**RECORDS TO PROCESS**
──────

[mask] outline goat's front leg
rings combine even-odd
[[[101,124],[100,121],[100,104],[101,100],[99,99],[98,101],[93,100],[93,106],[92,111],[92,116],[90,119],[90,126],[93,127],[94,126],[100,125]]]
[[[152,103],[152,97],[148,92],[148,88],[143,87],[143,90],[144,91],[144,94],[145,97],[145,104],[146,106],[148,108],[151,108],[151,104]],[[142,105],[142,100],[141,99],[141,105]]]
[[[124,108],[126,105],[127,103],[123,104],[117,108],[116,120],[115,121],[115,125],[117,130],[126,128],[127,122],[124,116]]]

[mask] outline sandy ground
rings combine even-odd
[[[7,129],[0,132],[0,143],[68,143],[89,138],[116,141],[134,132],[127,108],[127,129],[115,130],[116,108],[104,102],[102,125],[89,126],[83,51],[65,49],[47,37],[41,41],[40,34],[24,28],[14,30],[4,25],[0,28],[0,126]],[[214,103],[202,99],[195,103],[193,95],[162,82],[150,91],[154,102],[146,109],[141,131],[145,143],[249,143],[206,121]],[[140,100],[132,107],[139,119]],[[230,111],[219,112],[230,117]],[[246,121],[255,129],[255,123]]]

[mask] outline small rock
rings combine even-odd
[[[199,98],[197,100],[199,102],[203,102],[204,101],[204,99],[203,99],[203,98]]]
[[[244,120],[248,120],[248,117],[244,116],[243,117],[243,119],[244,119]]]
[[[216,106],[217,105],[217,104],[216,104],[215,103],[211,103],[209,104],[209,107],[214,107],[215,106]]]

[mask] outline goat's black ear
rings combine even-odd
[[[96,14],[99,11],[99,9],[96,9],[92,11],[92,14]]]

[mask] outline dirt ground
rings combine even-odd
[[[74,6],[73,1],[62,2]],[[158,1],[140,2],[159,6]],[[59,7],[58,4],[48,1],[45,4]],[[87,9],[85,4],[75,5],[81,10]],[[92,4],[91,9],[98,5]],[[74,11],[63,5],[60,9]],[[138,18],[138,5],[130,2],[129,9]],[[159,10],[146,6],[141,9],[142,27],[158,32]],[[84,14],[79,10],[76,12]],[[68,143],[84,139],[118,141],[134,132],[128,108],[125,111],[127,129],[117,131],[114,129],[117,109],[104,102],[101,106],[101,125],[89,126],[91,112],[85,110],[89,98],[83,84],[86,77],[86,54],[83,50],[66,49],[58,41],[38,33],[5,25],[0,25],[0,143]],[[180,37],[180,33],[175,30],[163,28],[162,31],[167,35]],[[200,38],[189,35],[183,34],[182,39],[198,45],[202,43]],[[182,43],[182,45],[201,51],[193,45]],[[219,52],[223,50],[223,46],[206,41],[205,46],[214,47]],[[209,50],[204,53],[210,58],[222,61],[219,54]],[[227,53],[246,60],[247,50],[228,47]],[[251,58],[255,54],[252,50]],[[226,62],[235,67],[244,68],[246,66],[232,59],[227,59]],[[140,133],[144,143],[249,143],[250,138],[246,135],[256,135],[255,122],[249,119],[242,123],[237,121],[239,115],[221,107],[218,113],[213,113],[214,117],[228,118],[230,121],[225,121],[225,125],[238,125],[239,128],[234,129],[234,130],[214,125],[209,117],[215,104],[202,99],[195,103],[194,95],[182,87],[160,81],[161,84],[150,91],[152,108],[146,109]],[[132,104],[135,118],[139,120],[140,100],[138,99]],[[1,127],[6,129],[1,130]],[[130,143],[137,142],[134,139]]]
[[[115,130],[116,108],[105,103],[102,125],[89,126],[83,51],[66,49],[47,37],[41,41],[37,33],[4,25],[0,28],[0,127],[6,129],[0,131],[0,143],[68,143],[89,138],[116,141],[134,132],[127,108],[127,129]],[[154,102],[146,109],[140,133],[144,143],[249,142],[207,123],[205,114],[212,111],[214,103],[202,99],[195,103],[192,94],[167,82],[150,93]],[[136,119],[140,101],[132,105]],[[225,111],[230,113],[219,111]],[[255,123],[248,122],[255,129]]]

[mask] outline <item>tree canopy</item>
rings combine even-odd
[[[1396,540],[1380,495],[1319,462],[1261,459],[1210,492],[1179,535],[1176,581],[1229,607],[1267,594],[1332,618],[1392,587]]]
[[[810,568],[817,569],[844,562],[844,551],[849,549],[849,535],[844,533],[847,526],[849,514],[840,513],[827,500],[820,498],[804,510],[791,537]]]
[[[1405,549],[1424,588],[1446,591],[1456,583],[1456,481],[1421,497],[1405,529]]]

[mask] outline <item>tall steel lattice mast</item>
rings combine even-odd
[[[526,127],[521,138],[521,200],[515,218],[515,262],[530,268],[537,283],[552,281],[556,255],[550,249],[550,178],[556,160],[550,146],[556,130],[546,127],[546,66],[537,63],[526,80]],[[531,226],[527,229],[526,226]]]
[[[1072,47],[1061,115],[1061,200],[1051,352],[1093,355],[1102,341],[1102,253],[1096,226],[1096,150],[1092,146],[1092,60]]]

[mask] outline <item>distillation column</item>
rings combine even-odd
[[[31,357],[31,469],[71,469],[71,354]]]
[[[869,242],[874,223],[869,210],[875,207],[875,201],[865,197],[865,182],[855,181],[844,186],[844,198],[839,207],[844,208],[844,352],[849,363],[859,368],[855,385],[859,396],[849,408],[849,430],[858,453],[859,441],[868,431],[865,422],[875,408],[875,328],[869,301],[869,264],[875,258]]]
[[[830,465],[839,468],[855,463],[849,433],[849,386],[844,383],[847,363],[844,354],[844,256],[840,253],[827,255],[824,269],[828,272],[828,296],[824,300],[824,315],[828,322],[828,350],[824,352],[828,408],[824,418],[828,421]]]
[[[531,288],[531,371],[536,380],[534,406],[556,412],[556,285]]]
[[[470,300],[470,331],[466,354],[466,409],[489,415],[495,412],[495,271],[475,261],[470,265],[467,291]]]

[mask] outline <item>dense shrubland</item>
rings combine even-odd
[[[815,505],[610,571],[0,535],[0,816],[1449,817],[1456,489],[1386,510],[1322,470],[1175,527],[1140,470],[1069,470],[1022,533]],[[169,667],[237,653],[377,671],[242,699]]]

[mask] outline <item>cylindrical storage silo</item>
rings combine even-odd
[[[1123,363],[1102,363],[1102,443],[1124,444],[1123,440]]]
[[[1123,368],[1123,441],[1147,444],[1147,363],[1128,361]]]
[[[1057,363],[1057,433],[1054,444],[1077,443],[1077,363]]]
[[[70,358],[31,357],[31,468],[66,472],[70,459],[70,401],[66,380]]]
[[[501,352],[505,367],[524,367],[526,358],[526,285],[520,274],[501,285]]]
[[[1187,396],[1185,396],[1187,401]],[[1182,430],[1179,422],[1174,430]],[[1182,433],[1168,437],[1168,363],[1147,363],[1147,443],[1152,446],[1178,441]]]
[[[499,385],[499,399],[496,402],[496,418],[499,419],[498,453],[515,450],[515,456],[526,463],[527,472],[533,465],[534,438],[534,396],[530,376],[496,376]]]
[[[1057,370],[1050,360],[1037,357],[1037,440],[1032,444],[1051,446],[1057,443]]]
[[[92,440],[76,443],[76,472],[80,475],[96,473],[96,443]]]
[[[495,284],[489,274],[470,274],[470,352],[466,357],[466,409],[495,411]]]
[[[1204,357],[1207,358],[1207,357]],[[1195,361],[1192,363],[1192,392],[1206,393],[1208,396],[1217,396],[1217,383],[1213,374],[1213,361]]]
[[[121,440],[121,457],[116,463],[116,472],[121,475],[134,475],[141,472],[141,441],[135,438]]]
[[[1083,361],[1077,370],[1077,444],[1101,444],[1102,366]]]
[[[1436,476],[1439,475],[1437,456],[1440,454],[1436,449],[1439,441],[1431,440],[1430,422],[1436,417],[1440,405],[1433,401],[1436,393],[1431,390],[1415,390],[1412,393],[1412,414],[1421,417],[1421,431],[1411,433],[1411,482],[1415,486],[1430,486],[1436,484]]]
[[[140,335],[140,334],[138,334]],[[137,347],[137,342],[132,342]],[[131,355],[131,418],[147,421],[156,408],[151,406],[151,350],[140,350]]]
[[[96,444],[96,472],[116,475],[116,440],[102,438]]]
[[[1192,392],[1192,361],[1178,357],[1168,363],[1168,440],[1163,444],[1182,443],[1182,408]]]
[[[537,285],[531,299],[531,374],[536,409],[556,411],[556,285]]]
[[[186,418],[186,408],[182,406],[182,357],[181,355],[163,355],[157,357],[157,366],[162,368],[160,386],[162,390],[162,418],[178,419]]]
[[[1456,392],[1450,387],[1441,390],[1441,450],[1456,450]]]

──────

**EXERCISE DESCRIPTION**
Please copy the data starting with the line containing "[mask] outline goat's black ear" and going on through the line containing "[[[96,14],[99,11],[99,9],[96,9],[92,11],[92,14]]]", reproducing each line without any change.

**THE COMPLETED TASK**
[mask] outline goat's black ear
rings combine even-odd
[[[96,14],[99,11],[99,9],[96,9],[92,11],[92,14]]]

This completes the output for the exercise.